**Tarefa A**
Transcreva, do texto sobre pesquisas eleitorais, o trecho que se inicia nas palavras que contêm "E assim tem" e se encerra em "argumentação – absolutamente lamentável!".
**Tarefa B**
De acordo com o texto sobre pesquisas eleitorais, com que frase Jânio Quadros sintetizou as pesquisas no país?
**Tarefa C**
Prossiga o texto sobre pesquisas eleitorais a partir do ponto em que ele termina.

┌─ Trecho selecionado

Talvez o negativo da proposta do Senado traga o positivo do debate sobre pesquisas e afins.
Está cada vez mais inconsequente a questão de pesquisas e seus resultados que a imprensa tem divulgado sem a menor sensatez. Puro amadorismo. Sem técnica e sem escrúpulo.
E assim tem sido sempre, normas e regulamentos determinados por pessoas que não têm qualquer conhecimento da área em que estão metendo o bedelho, com consequências desastrosas quase sempre. Do que entendem esses profissionais? na sua maioria, apenas do funcionamento dos meandros de suas próprias instituições! quem assiste TV Senado e TV Câmara pode ver o nível dos discursos, pronunciamentos, argumentação – absolutamente lamentável!
No Brasil,pesquisa eleitoral é fidelização de votos!
Nos tempos do nosso convívio, na prefeitura de São Paulo, ria muito das tiradas imprevisíveis do ex-presidente Jânio Quadros. Precursor de um naipe incrível de trabalhar o avesso da comunicação. Tudo era notícia. Sabia criar notícias como ninguém e não saía da mídia , não gastou nenhum tostão de 1986 a 1988, enquanto Prefeito da cidade de São Paulo, com verbas publicitárias. Detestava pesquisas. Sobre pesquisas no país, Jânio Quadros a sintetizou numa frase: “No Brasil, toda pesquisa é um número”.

└─
┌─ Extrato de dados

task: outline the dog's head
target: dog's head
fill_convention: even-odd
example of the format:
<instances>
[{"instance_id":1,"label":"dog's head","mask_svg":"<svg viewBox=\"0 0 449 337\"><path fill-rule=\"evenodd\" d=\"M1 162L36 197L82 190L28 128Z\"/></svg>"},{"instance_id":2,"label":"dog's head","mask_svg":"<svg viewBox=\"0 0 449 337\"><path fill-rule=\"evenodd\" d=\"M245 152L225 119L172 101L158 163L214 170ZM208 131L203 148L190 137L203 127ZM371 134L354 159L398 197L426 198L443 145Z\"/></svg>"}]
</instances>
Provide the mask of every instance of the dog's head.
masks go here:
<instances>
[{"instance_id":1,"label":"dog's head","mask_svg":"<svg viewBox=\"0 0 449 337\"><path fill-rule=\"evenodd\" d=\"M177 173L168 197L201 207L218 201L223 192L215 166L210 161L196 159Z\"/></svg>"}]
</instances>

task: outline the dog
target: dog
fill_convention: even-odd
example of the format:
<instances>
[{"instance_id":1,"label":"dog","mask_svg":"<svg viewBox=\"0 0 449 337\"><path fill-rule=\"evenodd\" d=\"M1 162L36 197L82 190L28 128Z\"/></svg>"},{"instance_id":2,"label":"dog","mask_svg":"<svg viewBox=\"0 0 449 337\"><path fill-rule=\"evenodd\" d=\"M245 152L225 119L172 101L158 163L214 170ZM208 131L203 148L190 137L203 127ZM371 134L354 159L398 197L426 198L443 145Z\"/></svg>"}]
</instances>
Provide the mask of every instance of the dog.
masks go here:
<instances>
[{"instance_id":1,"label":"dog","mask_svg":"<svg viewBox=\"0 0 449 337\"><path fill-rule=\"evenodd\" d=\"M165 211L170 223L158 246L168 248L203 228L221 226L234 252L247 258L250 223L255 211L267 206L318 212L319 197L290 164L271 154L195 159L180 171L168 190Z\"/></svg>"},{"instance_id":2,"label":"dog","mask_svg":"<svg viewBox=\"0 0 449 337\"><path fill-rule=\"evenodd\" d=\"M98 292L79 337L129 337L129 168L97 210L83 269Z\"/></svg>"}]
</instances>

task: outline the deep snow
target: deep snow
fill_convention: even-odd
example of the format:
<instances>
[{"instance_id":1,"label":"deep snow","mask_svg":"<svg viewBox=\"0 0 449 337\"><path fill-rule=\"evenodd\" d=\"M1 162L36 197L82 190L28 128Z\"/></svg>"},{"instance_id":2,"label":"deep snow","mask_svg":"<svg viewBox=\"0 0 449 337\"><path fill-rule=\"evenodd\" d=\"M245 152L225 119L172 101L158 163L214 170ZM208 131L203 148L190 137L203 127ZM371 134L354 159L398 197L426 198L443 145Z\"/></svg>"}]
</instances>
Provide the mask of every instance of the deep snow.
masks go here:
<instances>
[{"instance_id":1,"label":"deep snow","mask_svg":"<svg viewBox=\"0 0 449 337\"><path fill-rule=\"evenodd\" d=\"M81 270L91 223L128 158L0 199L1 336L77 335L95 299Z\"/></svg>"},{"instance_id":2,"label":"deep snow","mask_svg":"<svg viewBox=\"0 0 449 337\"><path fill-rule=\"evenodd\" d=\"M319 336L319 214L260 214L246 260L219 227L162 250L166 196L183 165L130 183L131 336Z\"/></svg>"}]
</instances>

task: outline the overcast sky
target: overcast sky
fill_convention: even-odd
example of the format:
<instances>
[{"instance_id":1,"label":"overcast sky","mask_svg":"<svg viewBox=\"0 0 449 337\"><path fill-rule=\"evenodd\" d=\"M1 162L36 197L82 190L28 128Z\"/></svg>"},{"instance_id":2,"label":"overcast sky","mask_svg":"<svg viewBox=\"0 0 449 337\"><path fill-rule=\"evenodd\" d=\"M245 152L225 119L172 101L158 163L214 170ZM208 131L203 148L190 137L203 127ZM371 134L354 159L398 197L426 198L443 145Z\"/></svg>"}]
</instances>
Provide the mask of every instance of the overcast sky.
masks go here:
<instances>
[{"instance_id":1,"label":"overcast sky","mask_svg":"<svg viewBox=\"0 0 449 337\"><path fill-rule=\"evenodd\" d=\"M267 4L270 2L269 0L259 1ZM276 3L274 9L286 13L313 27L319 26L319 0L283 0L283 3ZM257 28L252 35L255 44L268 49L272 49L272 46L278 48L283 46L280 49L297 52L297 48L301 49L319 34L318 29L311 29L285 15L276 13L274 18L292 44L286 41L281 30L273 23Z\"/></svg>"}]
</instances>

└─

**Resultado do exercício A**
E assim tem sido sempre, normas e regulamentos determinados por pessoas que não têm qualquer conhecimento da área em que estão metendo o bedelho, com consequências desastrosas quase sempre. Do que entendem esses profissionais? na sua maioria, apenas do funcionamento dos meandros de suas próprias instituições! quem assiste TV Senado e TV Câmara pode ver o nível dos discursos, pronunciamentos, argumentação – absolutamente lamentável!

**Resultado do exercício B**
“No Brasil, toda pesquisa é um número.”

**Resultado do exercício C**
Passa-se o tempo e a realidade não é muito diferente. Ganha um doce quem disser o número de analfabetos existentes no Brasil. Fala-se em 19 milhões, mas há os que defendem o incrível número de 30 milhões, o que seria mais que a população da Argentina. Semi-analfabetos, então, é escolha livre. O número oscila, podendo alcançar até os 60 milhões de brasileiros.
Veja-se o caso das crianças em idade escolar que se encontram alijadas do processo de atendimento. O discurso oficial cita a existência de 4 milhões, na faixa etária dos 7 aos 14 anos de idade, mas há versões bem pessimistas, como a que se refere ao número de 7 milhões de crianças desassistidas. Uma coisa é trabalhar com perspectiva do atendimento de 4 milhões, outra completamente diferente é pensar em 7 milhões. Não há de causar espécie, assim, a construção desordenada e demagógica de escolas públicas, como ocorreu no governo Collor com os CAICs e recentemente com a prefeita Marta com os CEUS. Com o fato adicional de ninguém ter se preocupado com os trabalhos de manutenção, gerando uma sombria perspectiva em relação a esse projeto arquitetônico.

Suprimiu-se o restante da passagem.